**Text shown:**
* * * * * * *
Learning to Love Your Mother-in-Law on Thanksgiving

Learning to Love Your Mother-in-Law on Thanksgiving November 19, 2012

Bob Brody never got along with his mother-in-law – and he let the whole world know it in a 2011 column he penned for New York’s Daily News.

His specific problems with Antoinette “Nettie” Chirichella of Williamsburg, Brooklyn, were that she talked too loud and too much, was an incessant worrier, and tended to focus primarily on all the negatives in the world. Brody wrote, “The woman got under my skin more than acupuncture.” He prided himself, though, on restraining his annoyance at her for 23 years.

Then, in 1998, something changed. It wasn’t Nettie, who still acted and talked the same way she always had. Brody, on the other hand, started listening, really listening to her. Why? He said, “Maybe Nettie grew on me. Maybe I simply grew up. Maybe it dawned on me that even though she might never change, I certainly could.”

He learned that Nettie had worked as a seamstress in a sewing factory for 47 years. It occurred to him that maybe she talked loud because she had no choice if she wanted her co-workers to hear her over the noisy sewing machines.

It was more than that, however. Brody wrote, “I finally recognized how much I owed her. She had raised her daughter — without a husband, on a pittance — and then took care of our two children, too, while my wife and I worked. Nothing was ever easy for her, yet she never gave us an ounce less than her all. Nettie never second-guessed me, never questioned my bad decisions or came down on me when I got fired from my first job; never stopped believing in me even when I almost stopped believing in myself. So I made amends with an act of apology long overdue.”

Though Brody usually dreaded Thanksgiving dinner with Nettie, he finally came to enjoy her company that year. He even spent more time with her willingly.

The newfound camaraderie between son-in-law and mother-in-law unfortunately didn’t last long. The following year saw Nettie succumb to complications from open heart surgery. She passed away at the age of 78.

Reflecting on his relationship with Nettie, Brody said, “Nettie has been gone for 12 years now, and I would give most anything to get her back, even if only for an hour, just to keep my apology going. I would love to see her just once more with her grandchildren, both grown so smart, beautiful and talented. We keep her cane on display in our living room, leaning against a dresser, as if to lend our family her support through eternity. If I ever forget how to feel grateful on Thanksgiving, she’s all the reminder I need.”
* * * * * * *
**Material shown:**
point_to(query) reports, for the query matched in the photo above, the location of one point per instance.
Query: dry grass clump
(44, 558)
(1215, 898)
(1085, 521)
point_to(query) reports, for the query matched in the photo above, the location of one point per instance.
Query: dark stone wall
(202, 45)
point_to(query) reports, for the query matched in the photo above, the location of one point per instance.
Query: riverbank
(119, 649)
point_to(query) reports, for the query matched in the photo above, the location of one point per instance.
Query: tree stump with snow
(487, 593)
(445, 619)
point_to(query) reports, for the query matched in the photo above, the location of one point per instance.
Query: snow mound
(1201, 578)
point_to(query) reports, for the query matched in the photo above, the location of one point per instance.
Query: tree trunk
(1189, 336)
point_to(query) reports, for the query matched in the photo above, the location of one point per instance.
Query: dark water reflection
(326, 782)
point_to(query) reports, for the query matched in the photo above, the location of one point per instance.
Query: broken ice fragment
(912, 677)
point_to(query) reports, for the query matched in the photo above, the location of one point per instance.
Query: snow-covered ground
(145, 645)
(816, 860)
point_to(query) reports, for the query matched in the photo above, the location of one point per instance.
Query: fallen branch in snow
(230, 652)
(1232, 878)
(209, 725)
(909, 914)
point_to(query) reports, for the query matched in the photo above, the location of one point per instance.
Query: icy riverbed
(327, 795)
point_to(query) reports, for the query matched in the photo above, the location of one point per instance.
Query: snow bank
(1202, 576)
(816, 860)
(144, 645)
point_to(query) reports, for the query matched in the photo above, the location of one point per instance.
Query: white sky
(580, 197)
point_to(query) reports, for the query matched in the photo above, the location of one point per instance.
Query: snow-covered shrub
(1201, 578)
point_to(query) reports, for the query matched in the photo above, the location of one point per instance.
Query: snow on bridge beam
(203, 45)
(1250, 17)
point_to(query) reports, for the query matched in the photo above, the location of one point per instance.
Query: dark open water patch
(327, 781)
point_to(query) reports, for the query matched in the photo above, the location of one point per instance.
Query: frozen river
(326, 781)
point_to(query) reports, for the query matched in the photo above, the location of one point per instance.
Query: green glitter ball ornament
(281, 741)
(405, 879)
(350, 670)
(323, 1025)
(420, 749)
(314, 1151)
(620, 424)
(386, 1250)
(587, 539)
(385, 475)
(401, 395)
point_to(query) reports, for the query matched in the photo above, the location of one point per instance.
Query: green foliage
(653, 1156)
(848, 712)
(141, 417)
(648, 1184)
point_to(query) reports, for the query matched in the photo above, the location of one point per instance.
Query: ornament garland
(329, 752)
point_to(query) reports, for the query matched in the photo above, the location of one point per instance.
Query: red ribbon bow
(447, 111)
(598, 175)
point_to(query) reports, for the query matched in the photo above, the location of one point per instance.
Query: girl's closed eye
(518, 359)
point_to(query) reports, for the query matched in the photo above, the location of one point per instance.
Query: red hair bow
* * * * * * *
**Task requirements:**
**1)** Using the mother-in-law article, answer the following:
(a) In which newspaper did Brody's 2011 column appear?
(b) For how many years did Nettie work as a seamstress in a sewing factory?
(c) At what age did Nettie pass away?
**2)** Reproduce a passage of the mother-in-law article word for word, beginning at the words "Bob Brody never" and stopping after the words "for 23 years.".

**Response list:**
**1)**
(a) New York's Daily News
(b) 47 years
(c) 78

**2)**
Bob Brody never got along with his mother-in-law – and he let the whole world know it in a 2011 column he penned for New York’s Daily News.

His specific problems with Antoinette “Nettie” Chirichella of Williamsburg, Brooklyn, were that she talked too loud and too much, was an incessant worrier, and tended to focus primarily on all the negatives in the world. Brody wrote, “The woman got under my skin more than acupuncture.” He prided himself, though, on restraining his annoyance at her for 23 years.